### MATERIAL PROVIDED
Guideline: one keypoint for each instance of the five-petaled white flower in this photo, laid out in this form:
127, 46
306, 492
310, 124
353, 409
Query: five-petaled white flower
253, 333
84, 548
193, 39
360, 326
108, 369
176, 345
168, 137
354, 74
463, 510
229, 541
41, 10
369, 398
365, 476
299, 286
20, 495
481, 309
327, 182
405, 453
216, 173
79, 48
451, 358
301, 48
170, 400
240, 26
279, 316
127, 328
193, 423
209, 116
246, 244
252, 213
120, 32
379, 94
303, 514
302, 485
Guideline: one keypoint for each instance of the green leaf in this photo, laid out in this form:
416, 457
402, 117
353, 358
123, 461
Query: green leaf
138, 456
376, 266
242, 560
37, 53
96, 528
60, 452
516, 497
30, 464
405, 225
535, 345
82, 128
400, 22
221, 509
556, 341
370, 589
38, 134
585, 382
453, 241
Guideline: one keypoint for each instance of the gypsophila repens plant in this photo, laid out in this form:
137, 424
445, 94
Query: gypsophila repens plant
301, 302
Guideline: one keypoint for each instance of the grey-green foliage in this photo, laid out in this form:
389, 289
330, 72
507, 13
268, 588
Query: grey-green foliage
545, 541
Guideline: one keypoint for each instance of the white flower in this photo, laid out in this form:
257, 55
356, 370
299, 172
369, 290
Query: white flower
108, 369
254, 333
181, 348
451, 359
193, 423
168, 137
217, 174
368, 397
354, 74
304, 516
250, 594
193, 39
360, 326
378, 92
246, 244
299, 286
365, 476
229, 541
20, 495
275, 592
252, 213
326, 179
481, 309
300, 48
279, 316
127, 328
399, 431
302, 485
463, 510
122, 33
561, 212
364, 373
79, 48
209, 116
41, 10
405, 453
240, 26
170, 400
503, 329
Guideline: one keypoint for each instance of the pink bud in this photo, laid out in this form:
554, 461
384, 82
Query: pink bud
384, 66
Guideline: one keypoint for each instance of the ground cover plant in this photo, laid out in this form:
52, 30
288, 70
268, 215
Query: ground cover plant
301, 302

### WORK INSTRUCTION
Print the records above exactly. Omit nothing.

### ANSWER FOR THE TASK
Guideline: one keypoint for each instance of the five-petaled white flower in this photo, laid out in this form:
127, 46
306, 492
310, 124
353, 409
Query: five-petaled white flower
253, 333
84, 548
193, 39
360, 326
108, 369
176, 345
168, 137
354, 74
463, 510
229, 541
41, 10
369, 398
365, 476
299, 286
20, 495
481, 309
327, 182
405, 453
216, 173
79, 48
451, 358
301, 48
170, 400
240, 26
279, 316
127, 328
193, 423
209, 116
246, 244
252, 213
120, 32
379, 94
303, 514
302, 485
Guideline: one keypoint for each instance of the green leaf in this photo, laid out in this form:
416, 457
402, 117
353, 358
123, 461
Query: green leaf
138, 456
376, 266
242, 560
37, 53
96, 528
60, 452
516, 497
30, 464
405, 225
535, 345
82, 128
400, 22
221, 509
556, 341
370, 589
38, 134
585, 382
453, 241
Guideline: one keypoint for each instance of the gypsophila repens plant in this photo, laid out in this form:
137, 424
445, 94
Query: gypsophila repens plant
301, 302
Guideline: one keypoint for each instance of the grey-green foliage in this photo, laid out in this form:
389, 289
330, 72
507, 13
268, 588
Query: grey-green foliage
545, 541
Guideline: one keypoint for each instance of the white flower in this photo, laid out in this form:
257, 55
356, 370
299, 172
369, 290
Query: white flower
108, 369
254, 333
181, 348
451, 359
193, 423
168, 137
217, 174
368, 397
354, 74
304, 516
250, 594
193, 39
360, 326
378, 92
246, 244
299, 286
365, 476
229, 541
20, 495
275, 592
252, 213
326, 179
481, 309
300, 48
279, 316
127, 328
399, 431
302, 485
463, 510
122, 33
561, 212
364, 373
79, 48
209, 116
41, 10
405, 453
240, 26
170, 400
503, 329
Guideline: one keypoint for each instance of the pink bud in this photo, laid out in this form:
554, 461
384, 82
Query: pink bud
384, 66
Guideline: one keypoint for each instance of the ground cover plant in this photo, laid out in this form:
52, 30
288, 70
268, 215
Query: ground cover plant
301, 302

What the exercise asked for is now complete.